• _Exercise objective_: For each line below that contains the string "scarf", copy that line.

(Image point grounding data)
+++

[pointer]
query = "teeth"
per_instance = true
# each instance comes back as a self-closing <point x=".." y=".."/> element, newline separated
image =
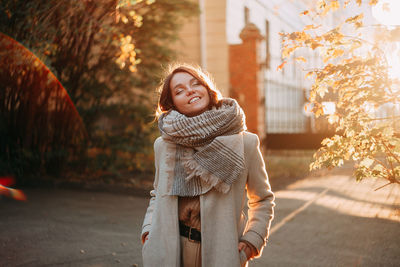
<point x="194" y="99"/>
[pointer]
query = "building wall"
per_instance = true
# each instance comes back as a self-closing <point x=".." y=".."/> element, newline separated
<point x="216" y="48"/>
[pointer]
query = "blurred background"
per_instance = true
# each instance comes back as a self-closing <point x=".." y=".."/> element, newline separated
<point x="78" y="96"/>
<point x="79" y="78"/>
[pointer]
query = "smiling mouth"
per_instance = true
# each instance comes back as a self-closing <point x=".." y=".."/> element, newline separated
<point x="194" y="99"/>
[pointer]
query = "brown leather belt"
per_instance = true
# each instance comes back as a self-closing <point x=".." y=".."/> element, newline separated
<point x="191" y="233"/>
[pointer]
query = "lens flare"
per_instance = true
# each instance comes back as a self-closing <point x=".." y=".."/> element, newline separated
<point x="5" y="183"/>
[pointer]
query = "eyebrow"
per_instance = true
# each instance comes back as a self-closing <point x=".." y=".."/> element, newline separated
<point x="179" y="84"/>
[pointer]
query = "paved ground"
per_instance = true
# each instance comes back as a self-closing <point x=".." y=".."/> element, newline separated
<point x="320" y="221"/>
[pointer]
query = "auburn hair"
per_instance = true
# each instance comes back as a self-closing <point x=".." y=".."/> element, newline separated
<point x="165" y="102"/>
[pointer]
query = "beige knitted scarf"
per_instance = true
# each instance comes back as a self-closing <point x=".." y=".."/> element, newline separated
<point x="209" y="148"/>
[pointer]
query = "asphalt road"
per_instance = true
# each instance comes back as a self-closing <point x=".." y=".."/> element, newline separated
<point x="319" y="222"/>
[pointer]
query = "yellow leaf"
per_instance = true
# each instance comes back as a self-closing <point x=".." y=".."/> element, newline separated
<point x="335" y="5"/>
<point x="282" y="65"/>
<point x="373" y="2"/>
<point x="304" y="12"/>
<point x="367" y="162"/>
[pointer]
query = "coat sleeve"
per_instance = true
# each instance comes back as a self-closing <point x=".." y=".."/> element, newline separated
<point x="260" y="200"/>
<point x="153" y="193"/>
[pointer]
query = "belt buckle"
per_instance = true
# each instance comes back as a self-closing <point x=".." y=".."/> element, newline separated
<point x="190" y="234"/>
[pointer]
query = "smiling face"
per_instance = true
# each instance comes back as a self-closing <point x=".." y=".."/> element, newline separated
<point x="189" y="96"/>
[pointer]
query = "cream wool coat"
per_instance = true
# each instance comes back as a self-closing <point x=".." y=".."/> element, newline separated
<point x="223" y="222"/>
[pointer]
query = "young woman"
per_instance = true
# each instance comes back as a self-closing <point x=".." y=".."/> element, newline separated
<point x="205" y="160"/>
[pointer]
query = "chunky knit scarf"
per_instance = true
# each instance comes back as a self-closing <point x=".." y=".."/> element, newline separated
<point x="209" y="148"/>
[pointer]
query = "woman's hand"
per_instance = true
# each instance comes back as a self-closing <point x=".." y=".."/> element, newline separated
<point x="248" y="249"/>
<point x="145" y="237"/>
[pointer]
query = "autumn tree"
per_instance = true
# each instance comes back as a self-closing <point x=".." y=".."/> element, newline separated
<point x="356" y="71"/>
<point x="107" y="54"/>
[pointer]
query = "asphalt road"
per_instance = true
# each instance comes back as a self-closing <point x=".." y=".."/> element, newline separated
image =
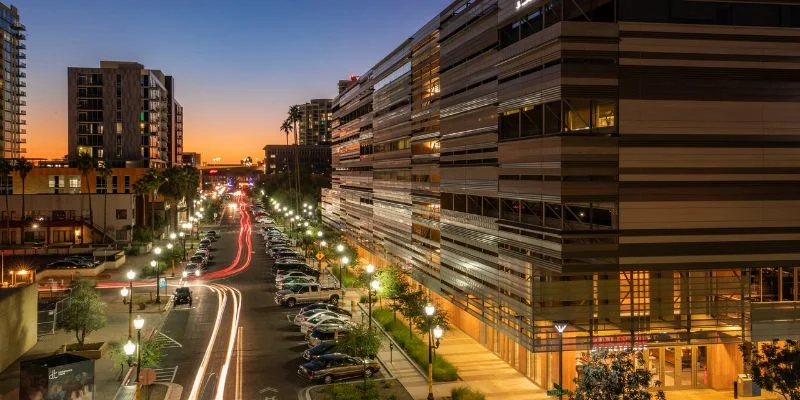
<point x="265" y="357"/>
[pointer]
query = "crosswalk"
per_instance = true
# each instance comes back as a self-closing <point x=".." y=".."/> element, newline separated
<point x="165" y="341"/>
<point x="166" y="374"/>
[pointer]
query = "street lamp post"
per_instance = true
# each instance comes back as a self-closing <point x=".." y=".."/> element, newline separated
<point x="374" y="285"/>
<point x="429" y="311"/>
<point x="130" y="275"/>
<point x="170" y="246"/>
<point x="560" y="326"/>
<point x="138" y="324"/>
<point x="370" y="270"/>
<point x="155" y="265"/>
<point x="129" y="348"/>
<point x="344" y="261"/>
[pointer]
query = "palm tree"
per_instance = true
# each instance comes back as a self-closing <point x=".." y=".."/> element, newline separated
<point x="5" y="171"/>
<point x="23" y="167"/>
<point x="286" y="127"/>
<point x="86" y="164"/>
<point x="105" y="171"/>
<point x="294" y="117"/>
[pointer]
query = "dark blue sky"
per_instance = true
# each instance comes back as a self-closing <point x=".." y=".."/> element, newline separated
<point x="238" y="65"/>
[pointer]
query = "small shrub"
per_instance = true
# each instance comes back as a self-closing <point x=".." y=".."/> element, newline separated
<point x="465" y="393"/>
<point x="352" y="391"/>
<point x="443" y="371"/>
<point x="364" y="299"/>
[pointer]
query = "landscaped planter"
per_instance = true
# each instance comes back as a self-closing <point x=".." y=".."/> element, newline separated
<point x="92" y="351"/>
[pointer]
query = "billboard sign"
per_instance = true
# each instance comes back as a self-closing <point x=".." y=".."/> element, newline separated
<point x="62" y="376"/>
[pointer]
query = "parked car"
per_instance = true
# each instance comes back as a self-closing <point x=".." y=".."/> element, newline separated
<point x="336" y="366"/>
<point x="323" y="333"/>
<point x="311" y="293"/>
<point x="182" y="296"/>
<point x="294" y="281"/>
<point x="200" y="260"/>
<point x="285" y="253"/>
<point x="300" y="318"/>
<point x="322" y="320"/>
<point x="321" y="349"/>
<point x="326" y="306"/>
<point x="85" y="260"/>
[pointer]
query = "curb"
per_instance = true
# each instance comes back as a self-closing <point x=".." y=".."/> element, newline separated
<point x="397" y="347"/>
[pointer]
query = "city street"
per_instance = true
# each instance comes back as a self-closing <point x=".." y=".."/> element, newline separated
<point x="263" y="361"/>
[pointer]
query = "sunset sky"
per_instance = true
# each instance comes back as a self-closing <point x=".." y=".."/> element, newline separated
<point x="238" y="65"/>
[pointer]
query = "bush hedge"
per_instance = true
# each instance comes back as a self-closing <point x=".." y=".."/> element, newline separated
<point x="465" y="393"/>
<point x="443" y="371"/>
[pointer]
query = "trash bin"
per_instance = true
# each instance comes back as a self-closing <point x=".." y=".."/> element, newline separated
<point x="745" y="387"/>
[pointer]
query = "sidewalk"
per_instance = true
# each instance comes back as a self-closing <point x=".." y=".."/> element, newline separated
<point x="116" y="329"/>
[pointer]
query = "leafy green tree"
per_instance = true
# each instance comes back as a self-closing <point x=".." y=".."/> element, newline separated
<point x="361" y="342"/>
<point x="440" y="318"/>
<point x="85" y="311"/>
<point x="777" y="368"/>
<point x="86" y="164"/>
<point x="105" y="172"/>
<point x="151" y="355"/>
<point x="394" y="283"/>
<point x="5" y="170"/>
<point x="23" y="168"/>
<point x="614" y="375"/>
<point x="412" y="306"/>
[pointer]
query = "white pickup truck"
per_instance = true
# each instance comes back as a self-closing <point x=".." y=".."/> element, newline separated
<point x="306" y="294"/>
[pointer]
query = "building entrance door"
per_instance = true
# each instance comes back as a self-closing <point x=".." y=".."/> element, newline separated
<point x="680" y="367"/>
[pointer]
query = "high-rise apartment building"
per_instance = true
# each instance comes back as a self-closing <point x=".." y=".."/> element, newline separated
<point x="174" y="124"/>
<point x="124" y="114"/>
<point x="12" y="85"/>
<point x="626" y="167"/>
<point x="314" y="127"/>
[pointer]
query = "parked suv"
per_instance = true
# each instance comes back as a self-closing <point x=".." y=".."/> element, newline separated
<point x="182" y="296"/>
<point x="331" y="367"/>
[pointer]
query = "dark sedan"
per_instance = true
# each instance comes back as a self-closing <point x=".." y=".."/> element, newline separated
<point x="336" y="366"/>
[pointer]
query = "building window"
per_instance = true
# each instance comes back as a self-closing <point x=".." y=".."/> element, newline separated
<point x="7" y="185"/>
<point x="99" y="184"/>
<point x="604" y="114"/>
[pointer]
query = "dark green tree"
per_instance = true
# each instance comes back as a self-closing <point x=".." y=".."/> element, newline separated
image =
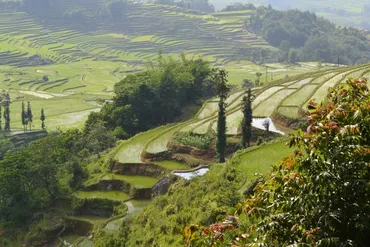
<point x="6" y="103"/>
<point x="42" y="118"/>
<point x="7" y="116"/>
<point x="24" y="117"/>
<point x="0" y="116"/>
<point x="247" y="119"/>
<point x="258" y="80"/>
<point x="29" y="114"/>
<point x="220" y="79"/>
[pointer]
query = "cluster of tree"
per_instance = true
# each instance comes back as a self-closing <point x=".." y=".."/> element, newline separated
<point x="47" y="169"/>
<point x="239" y="7"/>
<point x="27" y="116"/>
<point x="319" y="196"/>
<point x="5" y="103"/>
<point x="302" y="36"/>
<point x="200" y="5"/>
<point x="155" y="96"/>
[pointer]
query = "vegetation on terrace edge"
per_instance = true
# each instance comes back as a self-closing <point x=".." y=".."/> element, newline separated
<point x="35" y="176"/>
<point x="318" y="196"/>
<point x="156" y="96"/>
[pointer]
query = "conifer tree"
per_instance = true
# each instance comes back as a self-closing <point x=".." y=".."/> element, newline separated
<point x="220" y="78"/>
<point x="29" y="114"/>
<point x="42" y="118"/>
<point x="247" y="119"/>
<point x="24" y="117"/>
<point x="0" y="115"/>
<point x="7" y="116"/>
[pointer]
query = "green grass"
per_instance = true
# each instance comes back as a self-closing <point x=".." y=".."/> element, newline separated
<point x="96" y="220"/>
<point x="261" y="159"/>
<point x="140" y="203"/>
<point x="130" y="151"/>
<point x="110" y="195"/>
<point x="194" y="140"/>
<point x="137" y="181"/>
<point x="267" y="107"/>
<point x="172" y="165"/>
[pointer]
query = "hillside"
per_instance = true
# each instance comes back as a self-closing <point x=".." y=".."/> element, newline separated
<point x="348" y="13"/>
<point x="77" y="51"/>
<point x="145" y="76"/>
<point x="285" y="101"/>
<point x="54" y="61"/>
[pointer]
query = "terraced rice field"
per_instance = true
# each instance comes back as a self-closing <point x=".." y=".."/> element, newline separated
<point x="110" y="195"/>
<point x="44" y="61"/>
<point x="137" y="181"/>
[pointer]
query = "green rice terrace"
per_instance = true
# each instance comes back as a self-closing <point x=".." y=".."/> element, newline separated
<point x="54" y="64"/>
<point x="70" y="70"/>
<point x="142" y="161"/>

+++

• _Completed task_:
query = "beige knitted scarf"
query = "chunky knit scarf"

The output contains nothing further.